### Problem description:
Can you rewrite the lines of every entry below as one numbered list, leaving out any blank lines?

(Location labeling entries)
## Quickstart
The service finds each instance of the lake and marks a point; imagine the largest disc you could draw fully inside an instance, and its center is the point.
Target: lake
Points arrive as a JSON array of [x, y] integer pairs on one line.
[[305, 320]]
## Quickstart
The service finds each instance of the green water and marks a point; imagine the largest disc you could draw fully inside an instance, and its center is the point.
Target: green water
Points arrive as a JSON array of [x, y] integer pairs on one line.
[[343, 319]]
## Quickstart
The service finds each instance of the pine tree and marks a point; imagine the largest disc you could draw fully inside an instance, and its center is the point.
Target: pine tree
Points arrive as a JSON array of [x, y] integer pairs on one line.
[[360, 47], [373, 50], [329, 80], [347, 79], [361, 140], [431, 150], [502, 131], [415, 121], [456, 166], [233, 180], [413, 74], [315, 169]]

### Final result:
1. ## Quickstart
2. The service finds each instance of the lake and marks a point; imagine the largest disc you could draw fully inside an instance, and its center is the point.
3. Target: lake
4. Points arrive as a JSON array of [x, y] integer pairs on one line.
5. [[305, 320]]
6. ## Quickstart
7. The service finds each instance of the green water and marks a point; imagine the largest disc you could draw fully inside an instance, and its center is the point.
8. Target: green water
9. Points arrive as a JSON array of [x, y] integer pairs on one line.
10. [[343, 319]]
11. ## Quickstart
12. The service finds each instance of the pine tree and marks a point; imagine the largest disc you could draw fully inside an instance, and its center is the point.
13. Target: pine tree
14. Points arrive as a JSON array of [x, y] integer pairs on one line.
15. [[360, 47], [373, 50], [329, 80], [347, 79], [361, 140], [431, 150], [502, 131], [415, 121], [456, 166], [233, 180], [413, 74], [315, 169]]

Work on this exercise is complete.